(Beginning of PROVIDED DATA)

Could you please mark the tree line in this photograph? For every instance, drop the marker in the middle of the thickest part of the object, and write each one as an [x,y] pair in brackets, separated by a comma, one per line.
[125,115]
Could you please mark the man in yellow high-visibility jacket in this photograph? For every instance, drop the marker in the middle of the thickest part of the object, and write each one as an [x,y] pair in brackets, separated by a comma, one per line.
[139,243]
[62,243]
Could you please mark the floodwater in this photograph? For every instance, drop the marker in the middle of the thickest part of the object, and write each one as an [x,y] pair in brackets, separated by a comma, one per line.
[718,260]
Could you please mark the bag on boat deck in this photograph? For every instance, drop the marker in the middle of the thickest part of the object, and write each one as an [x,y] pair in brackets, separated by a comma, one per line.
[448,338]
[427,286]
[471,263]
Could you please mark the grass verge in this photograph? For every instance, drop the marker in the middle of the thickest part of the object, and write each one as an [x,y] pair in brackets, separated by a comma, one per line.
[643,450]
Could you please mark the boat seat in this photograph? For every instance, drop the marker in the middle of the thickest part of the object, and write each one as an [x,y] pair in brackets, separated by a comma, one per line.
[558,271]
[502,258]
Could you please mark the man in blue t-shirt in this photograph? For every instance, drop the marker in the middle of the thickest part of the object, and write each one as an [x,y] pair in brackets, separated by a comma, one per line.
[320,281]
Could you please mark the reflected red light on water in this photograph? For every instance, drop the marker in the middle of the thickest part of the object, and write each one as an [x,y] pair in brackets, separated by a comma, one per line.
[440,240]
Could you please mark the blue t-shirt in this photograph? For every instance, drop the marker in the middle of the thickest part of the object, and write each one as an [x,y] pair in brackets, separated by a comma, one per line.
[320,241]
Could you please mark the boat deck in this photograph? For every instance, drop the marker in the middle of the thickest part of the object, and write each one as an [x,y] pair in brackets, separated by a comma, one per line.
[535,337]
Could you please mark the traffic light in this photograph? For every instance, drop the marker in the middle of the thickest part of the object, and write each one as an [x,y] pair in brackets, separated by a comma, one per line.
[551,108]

(End of PROVIDED DATA)
(Beginning of PROVIDED DATA)

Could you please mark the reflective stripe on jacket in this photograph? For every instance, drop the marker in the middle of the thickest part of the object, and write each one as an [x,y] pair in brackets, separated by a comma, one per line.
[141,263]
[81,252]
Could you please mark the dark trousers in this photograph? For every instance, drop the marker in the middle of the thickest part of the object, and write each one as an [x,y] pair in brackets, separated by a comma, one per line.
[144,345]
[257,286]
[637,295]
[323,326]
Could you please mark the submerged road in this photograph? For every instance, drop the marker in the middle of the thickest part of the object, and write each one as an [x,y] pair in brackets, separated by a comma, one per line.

(End of PROVIDED DATA)
(Beginning of PROVIDED DATA)

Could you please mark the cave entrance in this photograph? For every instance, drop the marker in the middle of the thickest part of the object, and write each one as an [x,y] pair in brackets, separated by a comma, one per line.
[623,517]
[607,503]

(End of PROVIDED DATA)

(WHAT YOU SHOULD DO)
Copy the lines of the data above exactly as written, beginning with the line containing "Could you please mark the dark" and ending with the line containing "Could you please mark the submerged", and leave out all other lines.

(SOLUTION TO THE PROBLEM)
Could you please mark the dark trousers in this photograph? For every instance, drop the marker in the middle of the thickest part of the object, and write each one as an [x,y] pair in brackets, separated by a comma, one per line.
[144,345]
[257,286]
[637,295]
[323,326]
Could you please mark the submerged road in this photograph? For every instance, drop the marker in the middle of the thickest part of the object, and write each one as an [x,y] pair in brackets, separated by a comma, one per line.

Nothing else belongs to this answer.